### STATED PROBLEM:
Edit the items below so that "white van" becomes "gray van" wherever it appears, keeping everything else the same and leaving out the pictures.

※ ※ ※

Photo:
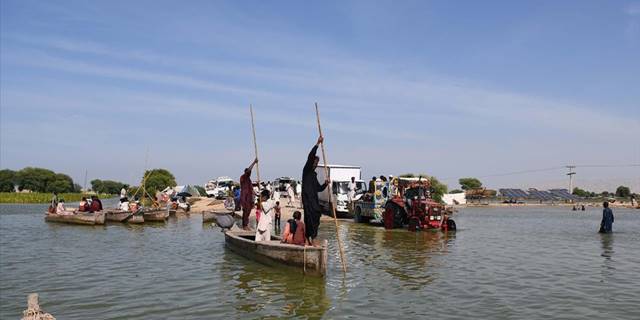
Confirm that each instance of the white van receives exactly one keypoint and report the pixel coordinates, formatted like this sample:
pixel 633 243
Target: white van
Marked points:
pixel 219 188
pixel 340 178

※ ※ ※

### TASK RESPONSE:
Photo:
Confirm that each instance of the gray van receives exactly one keypoint and report the pixel coordinates, formatted like this sample:
pixel 633 243
Target: gray van
Marked points:
pixel 219 188
pixel 340 178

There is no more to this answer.